▸ Yang Dikerjakan
1 > Tuliskan kembali dengan persis bagian teks bacaan tentang mikroorganisme, mulai dari kata-kata yang memuat "JAKARTA - Di" dan berhenti setelah "diperlukan alat bantu.".
2 > Jawablah pertanyaan berikut berdasarkan teks bacaan tentang mikroorganisme.
(a) Apa yang diperlukan untuk mengamati mikroorganisme?
(b) Apa saja macam mikroorganisme yang disebutkan?
(c) Bakteri biasanya memiliki berapa sel?

▸ Teks Bacaan
“Di alam jumlah mikroorganisme sangatlah banyak, bahkan lebih banyak dari yang manusia ketahui.”
JAKARTA - Di dunia ini, manusia selalu berdampingan dengan mikroorganisme atau mikroba.
Mikroorganisme atau mikroba sendiri merupakan organisme yang berukuran sangat kecil (dalam ukuran mikron), sehingga untuk mengamatinya diperlukan alat bantu.
Mikroorganisme banyak macamnya, diantaranya virus, bakteri, protozoa dan jamur mikroskopis.
Bentuk mereka juga bermacam-macam, virus ada yang berbentuk seperti bola atau bulat, tabung, dan ada juga yang seperti robot.
Baca juga: Trenggiling, Mamalia Terduga Pembawa Virus
Sedangkan bakteri, biasanya uniseluler atau bersel tunggal dengan berbagai variasi bentuk.

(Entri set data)
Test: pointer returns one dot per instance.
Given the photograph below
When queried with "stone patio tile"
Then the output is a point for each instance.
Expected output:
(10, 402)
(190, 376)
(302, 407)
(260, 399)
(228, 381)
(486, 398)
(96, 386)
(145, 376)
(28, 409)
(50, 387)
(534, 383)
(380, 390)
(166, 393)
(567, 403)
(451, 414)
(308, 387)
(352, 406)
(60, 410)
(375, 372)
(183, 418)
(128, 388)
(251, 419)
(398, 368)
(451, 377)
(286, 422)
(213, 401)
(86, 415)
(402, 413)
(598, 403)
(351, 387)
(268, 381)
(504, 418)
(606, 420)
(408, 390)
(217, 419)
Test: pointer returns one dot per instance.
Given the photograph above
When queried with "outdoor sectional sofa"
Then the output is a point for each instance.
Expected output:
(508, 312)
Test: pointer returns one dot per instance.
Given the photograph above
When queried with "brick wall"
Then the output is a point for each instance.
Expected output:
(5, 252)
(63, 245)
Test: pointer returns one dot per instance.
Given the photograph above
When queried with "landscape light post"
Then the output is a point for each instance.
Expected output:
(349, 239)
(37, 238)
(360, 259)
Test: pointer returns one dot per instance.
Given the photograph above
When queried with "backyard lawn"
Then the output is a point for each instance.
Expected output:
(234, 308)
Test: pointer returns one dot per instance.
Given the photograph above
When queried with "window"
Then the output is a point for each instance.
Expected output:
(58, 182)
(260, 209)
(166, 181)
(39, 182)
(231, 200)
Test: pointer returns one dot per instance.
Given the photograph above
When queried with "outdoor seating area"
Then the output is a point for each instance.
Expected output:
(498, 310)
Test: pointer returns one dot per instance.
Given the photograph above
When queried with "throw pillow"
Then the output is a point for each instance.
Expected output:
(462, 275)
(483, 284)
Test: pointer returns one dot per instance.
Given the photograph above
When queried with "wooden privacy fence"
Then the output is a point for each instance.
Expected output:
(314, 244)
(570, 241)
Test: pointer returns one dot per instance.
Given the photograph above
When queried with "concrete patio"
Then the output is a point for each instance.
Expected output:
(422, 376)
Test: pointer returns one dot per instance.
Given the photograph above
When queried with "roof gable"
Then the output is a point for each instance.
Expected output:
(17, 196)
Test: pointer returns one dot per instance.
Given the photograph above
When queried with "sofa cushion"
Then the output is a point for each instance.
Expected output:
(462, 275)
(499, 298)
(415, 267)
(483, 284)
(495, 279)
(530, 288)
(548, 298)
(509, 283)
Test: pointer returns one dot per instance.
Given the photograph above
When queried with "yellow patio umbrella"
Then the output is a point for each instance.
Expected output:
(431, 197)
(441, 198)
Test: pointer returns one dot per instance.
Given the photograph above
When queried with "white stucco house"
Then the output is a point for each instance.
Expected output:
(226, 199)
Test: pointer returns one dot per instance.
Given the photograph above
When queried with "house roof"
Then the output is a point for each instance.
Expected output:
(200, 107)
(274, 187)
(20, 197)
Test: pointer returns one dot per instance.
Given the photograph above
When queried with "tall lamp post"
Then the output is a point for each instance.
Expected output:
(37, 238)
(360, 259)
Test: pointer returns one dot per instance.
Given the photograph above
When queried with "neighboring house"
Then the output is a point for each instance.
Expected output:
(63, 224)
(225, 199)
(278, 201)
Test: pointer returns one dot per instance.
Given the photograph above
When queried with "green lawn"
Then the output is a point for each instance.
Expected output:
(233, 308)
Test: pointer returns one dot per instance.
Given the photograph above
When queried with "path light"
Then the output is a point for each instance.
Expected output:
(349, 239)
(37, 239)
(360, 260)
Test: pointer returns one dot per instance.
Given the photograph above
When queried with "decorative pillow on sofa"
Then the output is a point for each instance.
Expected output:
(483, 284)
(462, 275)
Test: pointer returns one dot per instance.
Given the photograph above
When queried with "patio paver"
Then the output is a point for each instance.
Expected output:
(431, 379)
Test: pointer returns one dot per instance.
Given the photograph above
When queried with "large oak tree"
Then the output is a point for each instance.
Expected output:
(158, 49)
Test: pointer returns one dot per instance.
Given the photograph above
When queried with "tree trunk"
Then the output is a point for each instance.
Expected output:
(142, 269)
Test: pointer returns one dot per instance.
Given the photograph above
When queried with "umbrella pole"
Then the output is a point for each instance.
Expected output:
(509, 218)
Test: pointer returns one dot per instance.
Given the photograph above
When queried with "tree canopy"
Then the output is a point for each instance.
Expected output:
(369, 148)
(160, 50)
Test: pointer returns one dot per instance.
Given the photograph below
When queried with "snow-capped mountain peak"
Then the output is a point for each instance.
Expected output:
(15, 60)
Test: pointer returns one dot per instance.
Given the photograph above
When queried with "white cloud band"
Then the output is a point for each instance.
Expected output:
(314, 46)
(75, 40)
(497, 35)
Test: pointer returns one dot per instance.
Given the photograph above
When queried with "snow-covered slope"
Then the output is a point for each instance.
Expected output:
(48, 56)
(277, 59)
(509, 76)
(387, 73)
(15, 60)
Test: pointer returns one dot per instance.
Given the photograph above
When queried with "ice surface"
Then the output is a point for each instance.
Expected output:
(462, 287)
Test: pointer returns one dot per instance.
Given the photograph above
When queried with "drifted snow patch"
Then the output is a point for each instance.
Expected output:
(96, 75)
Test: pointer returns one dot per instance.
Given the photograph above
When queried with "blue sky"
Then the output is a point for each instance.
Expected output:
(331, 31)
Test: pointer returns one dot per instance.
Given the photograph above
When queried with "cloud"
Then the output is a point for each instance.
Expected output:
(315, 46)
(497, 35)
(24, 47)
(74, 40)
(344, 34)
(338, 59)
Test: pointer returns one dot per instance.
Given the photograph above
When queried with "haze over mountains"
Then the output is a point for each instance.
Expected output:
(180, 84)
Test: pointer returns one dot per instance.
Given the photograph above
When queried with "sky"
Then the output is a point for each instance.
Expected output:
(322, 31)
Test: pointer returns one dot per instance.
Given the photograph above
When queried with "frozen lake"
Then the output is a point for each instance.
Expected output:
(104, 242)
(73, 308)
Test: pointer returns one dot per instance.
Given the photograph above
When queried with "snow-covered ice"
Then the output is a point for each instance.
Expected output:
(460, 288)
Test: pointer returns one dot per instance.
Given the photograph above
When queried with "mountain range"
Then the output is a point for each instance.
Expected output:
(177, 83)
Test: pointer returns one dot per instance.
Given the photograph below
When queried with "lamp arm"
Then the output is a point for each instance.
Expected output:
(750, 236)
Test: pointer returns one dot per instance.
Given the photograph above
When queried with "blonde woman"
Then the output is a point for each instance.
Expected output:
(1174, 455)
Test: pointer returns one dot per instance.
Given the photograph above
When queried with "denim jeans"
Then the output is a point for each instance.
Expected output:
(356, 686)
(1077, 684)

▸ Jawaban Anda
1 >
JAKARTA - Di dunia ini, manusia selalu berdampingan dengan mikroorganisme atau mikroba.
Mikroorganisme atau mikroba sendiri merupakan organisme yang berukuran sangat kecil (dalam ukuran mikron), sehingga untuk mengamatinya diperlukan alat bantu.

2 >
(a) Alat bantu, karena ukurannya sangat kecil (dalam ukuran mikron).
(b) Virus, bakteri, protozoa, dan jamur mikroskopis.
(c) Satu sel (uniseluler atau bersel tunggal).